Would you give the number of lines in the entries that contain the word "cluster"? Nothing else is needed.

# Records shown
=======

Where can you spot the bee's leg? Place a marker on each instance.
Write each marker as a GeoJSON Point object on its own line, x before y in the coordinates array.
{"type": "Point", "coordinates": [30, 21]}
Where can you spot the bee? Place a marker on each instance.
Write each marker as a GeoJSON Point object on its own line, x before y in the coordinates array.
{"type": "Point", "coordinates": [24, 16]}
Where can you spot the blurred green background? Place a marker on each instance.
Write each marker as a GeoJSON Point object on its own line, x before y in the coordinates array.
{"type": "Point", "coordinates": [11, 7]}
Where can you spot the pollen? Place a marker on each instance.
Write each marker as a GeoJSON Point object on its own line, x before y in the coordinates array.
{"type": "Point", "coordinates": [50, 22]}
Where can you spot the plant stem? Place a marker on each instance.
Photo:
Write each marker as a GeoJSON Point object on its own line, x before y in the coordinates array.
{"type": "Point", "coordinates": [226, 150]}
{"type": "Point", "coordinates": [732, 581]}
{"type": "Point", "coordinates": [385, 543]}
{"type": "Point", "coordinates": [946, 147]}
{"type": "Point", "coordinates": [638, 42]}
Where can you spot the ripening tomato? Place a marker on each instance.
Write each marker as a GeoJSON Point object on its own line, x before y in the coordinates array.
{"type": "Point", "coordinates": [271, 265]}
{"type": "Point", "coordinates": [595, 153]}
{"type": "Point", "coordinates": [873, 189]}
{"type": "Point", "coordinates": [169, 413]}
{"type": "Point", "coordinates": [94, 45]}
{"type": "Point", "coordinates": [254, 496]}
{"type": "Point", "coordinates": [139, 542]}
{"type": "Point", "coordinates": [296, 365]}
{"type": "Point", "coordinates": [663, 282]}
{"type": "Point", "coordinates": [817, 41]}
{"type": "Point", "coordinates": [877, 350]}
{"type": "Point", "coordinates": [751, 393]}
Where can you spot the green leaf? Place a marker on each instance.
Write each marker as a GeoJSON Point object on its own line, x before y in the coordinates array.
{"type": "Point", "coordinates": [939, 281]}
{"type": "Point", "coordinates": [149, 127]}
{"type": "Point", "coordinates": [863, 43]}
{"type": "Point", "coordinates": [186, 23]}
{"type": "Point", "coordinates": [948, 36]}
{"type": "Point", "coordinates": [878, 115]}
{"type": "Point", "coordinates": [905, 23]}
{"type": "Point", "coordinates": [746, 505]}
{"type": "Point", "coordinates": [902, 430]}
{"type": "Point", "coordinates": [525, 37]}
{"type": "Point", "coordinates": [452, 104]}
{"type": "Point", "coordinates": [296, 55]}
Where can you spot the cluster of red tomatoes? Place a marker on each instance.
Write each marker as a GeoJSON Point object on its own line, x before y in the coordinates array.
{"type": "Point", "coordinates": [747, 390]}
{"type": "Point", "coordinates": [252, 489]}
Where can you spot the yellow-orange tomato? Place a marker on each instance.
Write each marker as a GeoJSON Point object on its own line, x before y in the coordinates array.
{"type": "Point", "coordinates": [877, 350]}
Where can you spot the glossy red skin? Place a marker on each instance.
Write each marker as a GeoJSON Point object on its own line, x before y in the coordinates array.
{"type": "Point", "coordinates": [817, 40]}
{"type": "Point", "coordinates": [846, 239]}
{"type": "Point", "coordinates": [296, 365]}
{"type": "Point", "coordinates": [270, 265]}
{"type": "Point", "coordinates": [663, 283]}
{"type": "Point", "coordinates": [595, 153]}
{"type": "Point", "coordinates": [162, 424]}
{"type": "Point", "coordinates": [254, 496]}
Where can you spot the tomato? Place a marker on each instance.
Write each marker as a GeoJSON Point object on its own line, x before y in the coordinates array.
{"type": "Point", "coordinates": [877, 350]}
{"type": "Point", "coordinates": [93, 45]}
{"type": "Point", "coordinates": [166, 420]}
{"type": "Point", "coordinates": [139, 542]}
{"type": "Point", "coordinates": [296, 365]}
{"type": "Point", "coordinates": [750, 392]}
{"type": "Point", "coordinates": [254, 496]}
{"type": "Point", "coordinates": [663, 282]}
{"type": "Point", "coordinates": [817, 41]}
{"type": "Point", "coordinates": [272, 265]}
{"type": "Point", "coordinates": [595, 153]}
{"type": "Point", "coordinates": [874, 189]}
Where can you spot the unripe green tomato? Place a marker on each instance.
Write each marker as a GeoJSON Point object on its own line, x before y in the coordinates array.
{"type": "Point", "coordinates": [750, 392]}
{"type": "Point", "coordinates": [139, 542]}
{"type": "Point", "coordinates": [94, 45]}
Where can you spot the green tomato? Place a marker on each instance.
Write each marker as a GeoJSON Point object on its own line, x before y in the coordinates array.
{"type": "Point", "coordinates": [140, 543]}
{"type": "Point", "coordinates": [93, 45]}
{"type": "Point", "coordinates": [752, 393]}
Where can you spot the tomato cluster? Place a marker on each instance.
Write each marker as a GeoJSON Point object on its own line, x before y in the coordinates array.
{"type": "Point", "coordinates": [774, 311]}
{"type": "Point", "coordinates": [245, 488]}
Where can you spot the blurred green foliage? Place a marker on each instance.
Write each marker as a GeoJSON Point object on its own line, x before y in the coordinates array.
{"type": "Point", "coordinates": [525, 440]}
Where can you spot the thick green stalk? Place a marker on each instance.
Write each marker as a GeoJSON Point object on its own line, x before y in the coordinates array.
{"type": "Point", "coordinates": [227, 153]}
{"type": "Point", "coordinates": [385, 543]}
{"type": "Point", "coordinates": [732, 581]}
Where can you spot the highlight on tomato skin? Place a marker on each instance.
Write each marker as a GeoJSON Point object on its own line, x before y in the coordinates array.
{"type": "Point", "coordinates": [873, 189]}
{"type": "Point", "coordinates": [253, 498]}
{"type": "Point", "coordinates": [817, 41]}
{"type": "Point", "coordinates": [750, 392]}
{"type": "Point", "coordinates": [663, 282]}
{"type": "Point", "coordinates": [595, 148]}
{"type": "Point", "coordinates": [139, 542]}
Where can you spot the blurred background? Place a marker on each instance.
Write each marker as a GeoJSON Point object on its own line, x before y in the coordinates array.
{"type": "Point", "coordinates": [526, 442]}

=======

# Exercise answer
2